ECLI:NL:RBDHA:2023:8077
Rechtbank Den Haag
- Eerste aanleg - enkelvoudig
- Rechtspraak.nl
Eervol ontslag van een militair na intrekking van de Verklaring van Geen Bezwaar
In deze zaak heeft de Rechtbank Den Haag op 8 juni 2023 uitspraak gedaan in een geschil tussen een eiser, een militair, en de staatssecretaris van Defensie. De eiser had eervol ontslag gekregen van de staatssecretaris, omdat zijn Verklaring van Geen Bezwaar (VGB) was ingetrokken door de minister van Binnenlandse Zaken en Koninkrijksrelaties. De eiser heeft tegen deze beslissing beroep ingesteld, waarbij hij aanvoerde dat er nog een hoger beroepsprocedure liep tegen de intrekking van zijn VGB. Hij betoogde dat zijn lidmaatschap van de motorvereniging Veterans MC niet voldoende reden was voor de intrekking van de VGB en dat zijn goede staat van dienst binnen Defensie niet in aanmerking was genomen.

> **MATERIAAL**:
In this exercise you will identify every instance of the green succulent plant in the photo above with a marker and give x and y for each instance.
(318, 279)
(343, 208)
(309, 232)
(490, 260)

> **OPGAVEN**:
A. Geef bij elk van de volgende beweringen aan of de tekst over het ontslag van de militair ermee overeenstemt: (i) de rechtbank deed op 8 juni 2023 uitspraak; (ii) de Verklaring van Geen Bezwaar werd ingetrokken door de staatssecretaris van Defensie; (iii) de eiser was lid van de motorvereniging Veterans MC. Antwoord telkens met ja of nee en citeer letterlijk de woorden uit de tekst die de doorslag geven.
B. Zet de tekst over het ontslag van de militair voort, te beginnen na de laatste zin.

> **UITWERKINGEN**:
A.
(i) Ja: "op 8 juni 2023 uitspraak gedaan"
(ii) Nee: "was ingetrokken door de minister van Binnenlandse Zaken en Koninkrijksrelaties"
(iii) Ja: "zijn lidmaatschap van de motorvereniging Veterans MC"

B.
De rechtbank overwoog dat aan een militair eervol ontslag kan worden verleend indien hij uit een vertrouwensfunctie moet worden ontheven door de intrekking van de VGB. De rechtbank oordeelde dat de staatssecretaris niet verplicht was om de uitkomst van de hoger beroepsprocedure af te wachten, omdat hoger beroep geen schorsende werking heeft. De rechtbank concludeerde dat aan alle voorwaarden voor het verlenen van eervol ontslag was voldaan en dat het ontslag geen onevenredige gevolgen voor de eiser had. De rechtbank verklaarde het beroep van de eiser ongegrond en oordeelde dat de staatssecretaris de kosten van de procedure niet hoefde te vergoeden.
De uitspraak benadrukt de noodzaak voor militairen om tijdig juridische stappen te ondernemen, zoals het indienen van een verzoek tot voorlopige voorziening, indien zij het niet eens zijn met besluiten die hen raken. De rechtbank heeft de relevante wetgeving en eerdere uitspraken in overweging genomen, maar oordeelde dat de situatie van de eiser niet vergelijkbaar was met eerdere uitspraken die hij aanhaalde.